begin Information shown

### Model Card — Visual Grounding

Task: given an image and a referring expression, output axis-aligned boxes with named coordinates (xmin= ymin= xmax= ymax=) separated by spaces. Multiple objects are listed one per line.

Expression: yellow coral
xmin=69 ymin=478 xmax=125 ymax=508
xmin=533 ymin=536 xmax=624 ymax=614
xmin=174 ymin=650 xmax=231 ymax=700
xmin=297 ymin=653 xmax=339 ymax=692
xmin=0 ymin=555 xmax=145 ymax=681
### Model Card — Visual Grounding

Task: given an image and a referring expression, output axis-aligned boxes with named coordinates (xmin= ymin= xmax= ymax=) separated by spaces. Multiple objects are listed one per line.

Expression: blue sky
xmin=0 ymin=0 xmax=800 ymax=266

end Information shown

• _What you have to do_:
Starting at the beginning of the records and ending with the line that contains "xmin=174 ymin=650 xmax=231 ymax=700", output every line as a numbered list, skipping any blank lines.

• _The result_:
1. ### Model Card — Visual Grounding
2. Task: given an image and a referring expression, output axis-aligned boxes with named coordinates (xmin= ymin= xmax= ymax=) separated by spaces. Multiple objects are listed one per line.
3. Expression: yellow coral
4. xmin=69 ymin=478 xmax=125 ymax=508
5. xmin=533 ymin=536 xmax=624 ymax=614
6. xmin=174 ymin=650 xmax=231 ymax=700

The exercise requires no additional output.